Stored records:
------------------------

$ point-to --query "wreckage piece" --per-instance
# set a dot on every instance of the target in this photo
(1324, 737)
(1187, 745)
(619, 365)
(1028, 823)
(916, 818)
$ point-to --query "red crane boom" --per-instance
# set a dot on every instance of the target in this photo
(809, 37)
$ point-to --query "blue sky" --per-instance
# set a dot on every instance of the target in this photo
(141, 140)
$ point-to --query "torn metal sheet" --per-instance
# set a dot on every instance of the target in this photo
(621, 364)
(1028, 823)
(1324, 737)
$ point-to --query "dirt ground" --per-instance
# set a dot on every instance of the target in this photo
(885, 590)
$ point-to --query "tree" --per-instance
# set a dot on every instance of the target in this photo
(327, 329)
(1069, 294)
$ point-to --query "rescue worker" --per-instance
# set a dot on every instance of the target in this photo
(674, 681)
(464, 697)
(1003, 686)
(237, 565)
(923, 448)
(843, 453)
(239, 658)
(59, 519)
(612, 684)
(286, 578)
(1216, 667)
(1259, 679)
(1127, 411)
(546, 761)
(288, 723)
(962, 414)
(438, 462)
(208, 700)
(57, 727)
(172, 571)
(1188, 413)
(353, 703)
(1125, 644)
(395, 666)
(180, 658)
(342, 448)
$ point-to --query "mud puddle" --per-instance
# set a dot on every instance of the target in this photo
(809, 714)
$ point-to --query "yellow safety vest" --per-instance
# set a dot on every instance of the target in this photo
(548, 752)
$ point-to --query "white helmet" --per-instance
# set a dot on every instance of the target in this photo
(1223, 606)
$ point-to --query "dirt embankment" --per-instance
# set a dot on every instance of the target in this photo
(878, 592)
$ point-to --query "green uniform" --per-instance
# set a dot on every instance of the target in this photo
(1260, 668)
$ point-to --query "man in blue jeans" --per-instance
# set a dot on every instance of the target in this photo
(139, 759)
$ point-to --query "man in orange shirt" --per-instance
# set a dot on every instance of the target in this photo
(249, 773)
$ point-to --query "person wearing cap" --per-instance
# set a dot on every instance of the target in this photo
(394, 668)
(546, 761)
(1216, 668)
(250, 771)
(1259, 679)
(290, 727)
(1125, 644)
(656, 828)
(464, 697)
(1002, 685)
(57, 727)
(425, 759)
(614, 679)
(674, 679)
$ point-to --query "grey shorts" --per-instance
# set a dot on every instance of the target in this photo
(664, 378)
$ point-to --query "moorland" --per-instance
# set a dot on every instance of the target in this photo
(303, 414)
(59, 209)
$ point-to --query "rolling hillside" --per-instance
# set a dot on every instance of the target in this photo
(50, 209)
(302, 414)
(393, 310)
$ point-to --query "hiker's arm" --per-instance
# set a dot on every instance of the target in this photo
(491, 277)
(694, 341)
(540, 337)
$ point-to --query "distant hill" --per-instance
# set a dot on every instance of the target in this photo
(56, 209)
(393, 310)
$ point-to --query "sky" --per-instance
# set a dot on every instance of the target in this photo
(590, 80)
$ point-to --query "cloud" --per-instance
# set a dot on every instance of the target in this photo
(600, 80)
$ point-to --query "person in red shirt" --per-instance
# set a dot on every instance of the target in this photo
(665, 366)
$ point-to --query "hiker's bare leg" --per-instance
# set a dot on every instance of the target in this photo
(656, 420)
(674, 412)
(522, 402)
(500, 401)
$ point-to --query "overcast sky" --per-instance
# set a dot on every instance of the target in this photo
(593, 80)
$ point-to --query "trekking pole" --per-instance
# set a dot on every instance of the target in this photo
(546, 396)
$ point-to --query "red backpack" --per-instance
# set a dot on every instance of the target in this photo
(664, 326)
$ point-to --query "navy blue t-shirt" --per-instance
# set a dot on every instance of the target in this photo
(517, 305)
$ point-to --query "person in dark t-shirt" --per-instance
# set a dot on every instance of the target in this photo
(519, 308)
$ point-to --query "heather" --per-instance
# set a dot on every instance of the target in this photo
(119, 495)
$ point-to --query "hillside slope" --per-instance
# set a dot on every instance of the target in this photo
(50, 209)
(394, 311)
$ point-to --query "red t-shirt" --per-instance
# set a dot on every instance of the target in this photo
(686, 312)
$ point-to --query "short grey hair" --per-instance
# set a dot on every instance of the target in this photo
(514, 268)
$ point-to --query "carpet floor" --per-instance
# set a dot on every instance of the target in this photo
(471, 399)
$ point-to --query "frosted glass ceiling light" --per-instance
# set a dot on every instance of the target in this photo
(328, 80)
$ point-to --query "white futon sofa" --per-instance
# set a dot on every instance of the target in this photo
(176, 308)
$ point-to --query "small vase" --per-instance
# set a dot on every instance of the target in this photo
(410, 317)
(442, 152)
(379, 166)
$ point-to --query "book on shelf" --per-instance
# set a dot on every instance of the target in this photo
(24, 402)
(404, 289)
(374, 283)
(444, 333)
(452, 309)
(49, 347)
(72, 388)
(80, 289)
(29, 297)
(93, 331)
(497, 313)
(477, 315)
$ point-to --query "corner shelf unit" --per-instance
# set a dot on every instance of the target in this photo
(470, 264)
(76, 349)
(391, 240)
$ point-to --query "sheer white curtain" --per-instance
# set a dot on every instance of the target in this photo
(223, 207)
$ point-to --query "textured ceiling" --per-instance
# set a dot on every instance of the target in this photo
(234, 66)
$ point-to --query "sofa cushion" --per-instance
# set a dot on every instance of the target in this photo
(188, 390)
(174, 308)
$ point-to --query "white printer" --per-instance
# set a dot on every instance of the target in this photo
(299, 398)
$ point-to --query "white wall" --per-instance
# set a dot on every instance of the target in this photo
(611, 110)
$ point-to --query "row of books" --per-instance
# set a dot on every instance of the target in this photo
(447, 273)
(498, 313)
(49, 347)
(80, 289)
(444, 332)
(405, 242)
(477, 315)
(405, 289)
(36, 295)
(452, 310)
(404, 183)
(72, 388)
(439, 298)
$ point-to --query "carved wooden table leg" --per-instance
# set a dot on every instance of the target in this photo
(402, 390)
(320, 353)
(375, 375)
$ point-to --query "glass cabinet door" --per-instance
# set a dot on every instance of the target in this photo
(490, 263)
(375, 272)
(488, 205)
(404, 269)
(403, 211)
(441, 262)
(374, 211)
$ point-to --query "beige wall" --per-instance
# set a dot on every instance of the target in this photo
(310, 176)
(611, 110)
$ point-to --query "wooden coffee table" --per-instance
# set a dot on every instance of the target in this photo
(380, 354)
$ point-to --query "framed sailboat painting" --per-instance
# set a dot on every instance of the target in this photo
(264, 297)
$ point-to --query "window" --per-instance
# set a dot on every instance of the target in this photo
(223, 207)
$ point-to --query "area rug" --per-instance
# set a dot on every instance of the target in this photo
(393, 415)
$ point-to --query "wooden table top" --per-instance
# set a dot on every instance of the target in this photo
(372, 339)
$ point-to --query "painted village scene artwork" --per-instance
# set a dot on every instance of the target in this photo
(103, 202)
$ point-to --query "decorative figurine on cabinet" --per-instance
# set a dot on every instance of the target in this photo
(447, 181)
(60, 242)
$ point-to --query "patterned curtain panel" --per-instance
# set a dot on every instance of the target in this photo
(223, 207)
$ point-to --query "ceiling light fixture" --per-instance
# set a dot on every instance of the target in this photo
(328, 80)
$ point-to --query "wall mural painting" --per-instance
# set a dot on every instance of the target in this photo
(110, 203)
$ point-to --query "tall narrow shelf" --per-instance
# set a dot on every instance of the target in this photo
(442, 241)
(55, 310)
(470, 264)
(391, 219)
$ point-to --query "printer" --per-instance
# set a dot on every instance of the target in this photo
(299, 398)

------------------------

» WRITTEN REQUEST
Filter the entries above, copying every line that contains the string "hillside".

» REPLY
$ point-to --query "rolling hillside" --per-instance
$ point-to --query "hillside slope" --per-instance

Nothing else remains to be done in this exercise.